SELECTED EXTRACT:
----
Big day today, I will over the “hump” so to speak. Got my “Brave” t shirt on, acupuncture this morning to help with side effects. I shaved down for battle too as I had a light covering if hair that has tried to grow back only to fall out again soon after this next round.
At acupuncture, Amanda asked me about how I have been. I explained that I haven’t been resting out of guilt for not pulling my weight. She explained that guilt comes from a feeling of doing wrong, the only wrong I have been doing is not putting my health first. Ahhh, got it! A nice new way for me to approach things. Certainly a more kind approach than my default.
Chemo goes ok today, my veins are not co-operating, they have sunk deep into my flesh, in an attempt to avoid the toxic assault. It does not work for long as they are coaxed out with a warm wrap.
----
Records from a dataset

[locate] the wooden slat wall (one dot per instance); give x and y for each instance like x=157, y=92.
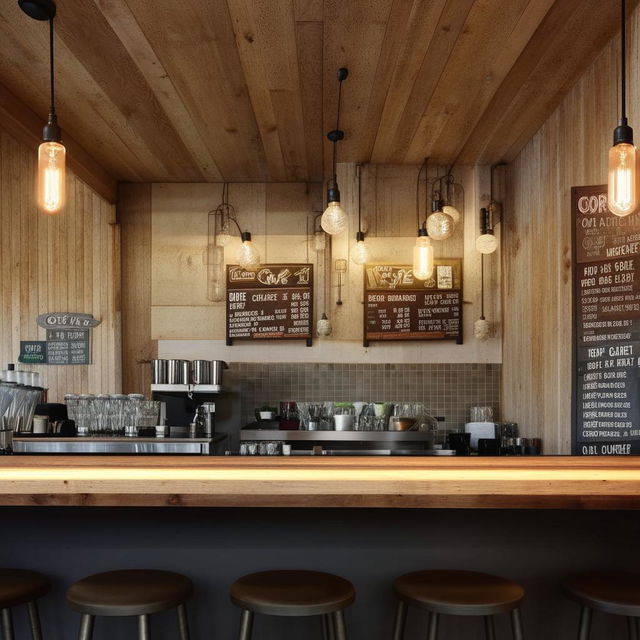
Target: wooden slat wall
x=569, y=150
x=69, y=262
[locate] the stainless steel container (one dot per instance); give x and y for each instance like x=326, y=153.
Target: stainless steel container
x=177, y=372
x=201, y=372
x=217, y=369
x=159, y=371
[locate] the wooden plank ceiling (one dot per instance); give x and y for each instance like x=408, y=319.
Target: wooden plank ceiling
x=244, y=90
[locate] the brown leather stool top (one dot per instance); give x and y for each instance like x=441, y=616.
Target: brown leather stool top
x=616, y=592
x=129, y=592
x=292, y=593
x=19, y=587
x=459, y=592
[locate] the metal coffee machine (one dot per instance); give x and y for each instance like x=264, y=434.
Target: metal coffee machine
x=189, y=389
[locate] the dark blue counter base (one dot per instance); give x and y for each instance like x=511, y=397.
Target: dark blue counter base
x=369, y=547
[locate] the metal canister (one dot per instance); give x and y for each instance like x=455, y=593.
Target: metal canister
x=201, y=372
x=159, y=371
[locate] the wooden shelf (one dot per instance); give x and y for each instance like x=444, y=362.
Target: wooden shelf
x=510, y=483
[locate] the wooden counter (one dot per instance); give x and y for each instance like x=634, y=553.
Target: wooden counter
x=510, y=483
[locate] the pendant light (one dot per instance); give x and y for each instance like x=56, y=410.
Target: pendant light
x=440, y=225
x=481, y=328
x=423, y=249
x=360, y=254
x=51, y=153
x=622, y=198
x=334, y=219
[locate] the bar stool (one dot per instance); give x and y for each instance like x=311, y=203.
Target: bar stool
x=296, y=594
x=130, y=593
x=614, y=592
x=458, y=593
x=18, y=587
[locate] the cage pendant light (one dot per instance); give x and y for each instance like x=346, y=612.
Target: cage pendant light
x=622, y=197
x=334, y=219
x=51, y=153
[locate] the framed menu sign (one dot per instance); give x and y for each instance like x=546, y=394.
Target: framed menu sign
x=273, y=303
x=398, y=306
x=606, y=309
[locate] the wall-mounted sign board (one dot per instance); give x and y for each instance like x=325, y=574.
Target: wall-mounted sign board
x=68, y=340
x=273, y=303
x=606, y=336
x=398, y=306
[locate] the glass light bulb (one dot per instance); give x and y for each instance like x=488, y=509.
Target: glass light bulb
x=248, y=257
x=223, y=238
x=323, y=327
x=440, y=226
x=423, y=258
x=486, y=243
x=360, y=253
x=51, y=177
x=622, y=179
x=481, y=329
x=450, y=210
x=334, y=219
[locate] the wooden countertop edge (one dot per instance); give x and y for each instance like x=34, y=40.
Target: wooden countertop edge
x=434, y=483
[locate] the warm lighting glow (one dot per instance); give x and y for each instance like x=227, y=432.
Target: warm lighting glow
x=51, y=177
x=440, y=226
x=423, y=258
x=622, y=179
x=453, y=212
x=334, y=219
x=486, y=243
x=248, y=257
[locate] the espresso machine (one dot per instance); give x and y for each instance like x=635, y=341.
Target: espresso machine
x=189, y=390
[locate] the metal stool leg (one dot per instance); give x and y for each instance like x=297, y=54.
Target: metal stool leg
x=516, y=625
x=86, y=627
x=433, y=626
x=401, y=620
x=144, y=633
x=183, y=622
x=246, y=625
x=7, y=624
x=34, y=619
x=341, y=631
x=585, y=624
x=489, y=628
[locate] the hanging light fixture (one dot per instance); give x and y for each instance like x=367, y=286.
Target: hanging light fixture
x=423, y=249
x=334, y=219
x=440, y=225
x=622, y=198
x=51, y=153
x=360, y=254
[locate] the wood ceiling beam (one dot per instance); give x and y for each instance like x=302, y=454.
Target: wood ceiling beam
x=25, y=125
x=119, y=16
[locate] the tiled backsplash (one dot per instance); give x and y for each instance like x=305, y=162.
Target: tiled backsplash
x=447, y=390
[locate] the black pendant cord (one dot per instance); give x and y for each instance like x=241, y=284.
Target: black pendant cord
x=623, y=61
x=52, y=107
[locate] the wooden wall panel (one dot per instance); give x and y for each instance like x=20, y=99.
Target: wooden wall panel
x=134, y=216
x=69, y=262
x=569, y=150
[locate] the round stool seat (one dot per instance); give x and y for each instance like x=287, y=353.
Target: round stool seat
x=462, y=593
x=129, y=592
x=18, y=587
x=616, y=592
x=292, y=593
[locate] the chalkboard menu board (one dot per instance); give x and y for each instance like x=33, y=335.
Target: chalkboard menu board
x=606, y=350
x=273, y=303
x=398, y=306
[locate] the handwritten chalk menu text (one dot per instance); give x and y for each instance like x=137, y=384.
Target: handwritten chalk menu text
x=273, y=303
x=401, y=307
x=606, y=381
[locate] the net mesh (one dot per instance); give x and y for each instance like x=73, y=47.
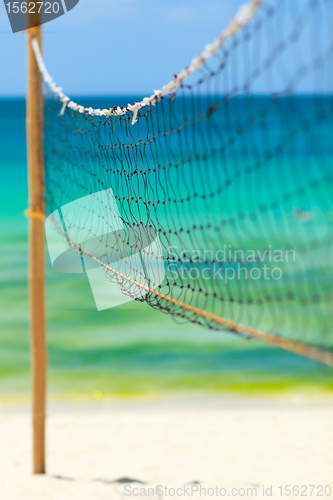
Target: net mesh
----
USING THE INFORMATION:
(1) Based on the chemo diary entry, do these statements agree with it: (a) the writer had acupuncture that morning to help with side effects, (b) the writer's veins were easy to reach during chemo, and (c) a warm wrap was used to bring the veins out? Answer yes or no for each, quoting the deciding words.
(2) Pick up the chemo diary entry after its last sentence and write what comes next.

ANSWERS BELOW:
(1)
(a) Yes: "acupuncture this morning to help with side effects."
(b) No: "my veins are not co-operating, they have sunk deep into my flesh"
(c) Yes: "they are coaxed out with a warm wrap."

(2)
My white cell count is too high so again less injections afterwards – Yay! As I sit there the toxic cloud descends, I am reminded of this familiar foe. As the headache begins and my stomach begins to protest and twist I decide to think of the fact that I am making progress, I have one more to go before the next stage, surgery. I am making it.
Only, 7 days to go of this pain and illness before the sun begins to shine again. I can do it. Thank goodness for the journal which has really helped me map out how I respond to chemo. Such a blessing; please if you know anyone going through treatment like this encourage them to journal.
Tonight I sleep with the help of my new besties, “Endone and Valium.” Bring on the rest, after being up for close to 20 hours, goodness knows I need it.